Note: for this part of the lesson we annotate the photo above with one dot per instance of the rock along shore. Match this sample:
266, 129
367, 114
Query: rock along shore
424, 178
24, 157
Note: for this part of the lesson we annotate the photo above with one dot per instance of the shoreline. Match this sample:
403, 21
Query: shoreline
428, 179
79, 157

+++

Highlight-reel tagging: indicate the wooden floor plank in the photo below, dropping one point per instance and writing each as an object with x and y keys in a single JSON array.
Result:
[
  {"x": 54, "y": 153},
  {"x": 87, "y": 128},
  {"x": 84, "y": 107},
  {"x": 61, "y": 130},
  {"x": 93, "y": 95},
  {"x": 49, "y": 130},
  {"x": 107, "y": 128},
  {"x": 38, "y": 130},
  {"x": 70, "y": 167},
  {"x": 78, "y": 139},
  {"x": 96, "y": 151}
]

+++

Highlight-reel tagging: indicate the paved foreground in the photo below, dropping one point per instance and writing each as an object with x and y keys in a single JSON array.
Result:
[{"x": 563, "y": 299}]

+++

Reproduce each line from the records that contains the word "annotate".

Note: for this part of the lesson we annotate the photo above with one dot per instance of the rock along shore. Match this sample:
Note: for this part of the lesson we annotate the photo above with one dot per instance of the shoreline. Match this sample:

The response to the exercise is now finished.